Challenge:
What follows is a block of records; restate each one word for word.

============

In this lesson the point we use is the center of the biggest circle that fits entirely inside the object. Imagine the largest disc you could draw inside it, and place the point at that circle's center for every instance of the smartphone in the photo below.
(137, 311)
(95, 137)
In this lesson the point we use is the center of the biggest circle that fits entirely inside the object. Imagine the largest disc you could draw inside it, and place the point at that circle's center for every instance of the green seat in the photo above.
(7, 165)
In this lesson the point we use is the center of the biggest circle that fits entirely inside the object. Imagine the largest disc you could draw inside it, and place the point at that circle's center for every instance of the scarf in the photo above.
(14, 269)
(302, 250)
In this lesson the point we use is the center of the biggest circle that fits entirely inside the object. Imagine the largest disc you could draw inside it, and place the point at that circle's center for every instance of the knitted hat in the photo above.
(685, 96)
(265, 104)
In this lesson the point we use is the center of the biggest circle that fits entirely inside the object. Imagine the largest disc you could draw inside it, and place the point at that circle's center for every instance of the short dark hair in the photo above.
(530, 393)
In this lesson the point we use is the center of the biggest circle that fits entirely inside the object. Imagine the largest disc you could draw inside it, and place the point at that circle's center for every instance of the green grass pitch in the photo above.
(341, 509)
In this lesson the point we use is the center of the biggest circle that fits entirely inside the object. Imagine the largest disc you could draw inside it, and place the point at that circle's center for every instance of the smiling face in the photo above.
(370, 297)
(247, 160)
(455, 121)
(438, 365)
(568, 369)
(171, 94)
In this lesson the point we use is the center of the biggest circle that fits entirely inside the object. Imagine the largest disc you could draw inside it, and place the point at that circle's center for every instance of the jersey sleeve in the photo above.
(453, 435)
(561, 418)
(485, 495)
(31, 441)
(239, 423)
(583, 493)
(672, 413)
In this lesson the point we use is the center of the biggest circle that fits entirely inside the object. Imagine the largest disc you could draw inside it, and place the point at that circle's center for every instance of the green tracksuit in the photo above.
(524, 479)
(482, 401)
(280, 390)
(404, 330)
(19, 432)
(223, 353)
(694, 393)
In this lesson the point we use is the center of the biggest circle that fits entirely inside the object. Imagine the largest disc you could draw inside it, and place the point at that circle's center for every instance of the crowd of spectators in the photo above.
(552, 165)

============

Response:
In this lesson the point we use is the center of the biggest circle that fits entirely inside the object. Imagine the largest disc you could draw inside it, and place the point at that circle's center for every instance of the smartphone in the photo below.
(137, 311)
(95, 137)
In this lesson the point we use is the center of the biggest circle that fits entirely inside the object. Imagine the largest disc you could draw inside it, and place the point at that circle's center for every instance of the green seat in the photo above.
(7, 165)
In this lesson the point we use is the center of the biggest circle that fits entirely inside the object. Imagine the largest disc you could draw inside it, and place the point at that circle's center for every instance of the scarf in the photo above.
(14, 269)
(302, 250)
In this lesson the point we use is the center of the biggest circle that fits entirely inside the object. Imagine the largest disc you could draw inside it, and place the point at that circle's center for every instance of the knitted hat in the photo above.
(685, 96)
(265, 104)
In this lesson the point we use is the center of the biggest circle that fits entirely inside the object. Imagine the largest disc you could draw inside it, and place the point at that circle's center for every instance of the short dark hair in the photo above.
(530, 393)
In this lesson the point we use is the center of the biggest circle that fits entirely inside the object. Imagine the largest disc you could draw inside it, and place the point at that circle's center for every instance of the green grass pitch in the photo above.
(341, 509)
In this lesson the point we use is the center of the biggest circle that fits entirely inside the object. Imagine the largest disc you could draw inside it, and place the point at that circle's center for every instance of the smiling face in the photo above.
(370, 297)
(247, 160)
(455, 121)
(438, 365)
(568, 369)
(171, 94)
In this lesson the point we use is the center of the biggest circle that fits entirely inside the object. Imagine the largest disc you could draw inside it, and place the point at that circle's center for every instance of the jersey sleeve in the photo above.
(453, 435)
(561, 418)
(485, 495)
(31, 441)
(239, 423)
(583, 493)
(672, 413)
In this lesson the point we use is the center of the biggest circle that fits entirely inside the object. Imagine the largest disc you could draw inside it, and place the point at that circle's center for every instance of the green tracksuit in the photo above.
(524, 479)
(482, 401)
(280, 390)
(404, 330)
(19, 432)
(223, 353)
(694, 393)
In this lesson the point we use is the center of the biggest circle that fits entirely inside the object. Imagine the largest disc you could draw inside it, and place the point at that circle's center for every instance of the crowd of spectators in the photo above.
(552, 165)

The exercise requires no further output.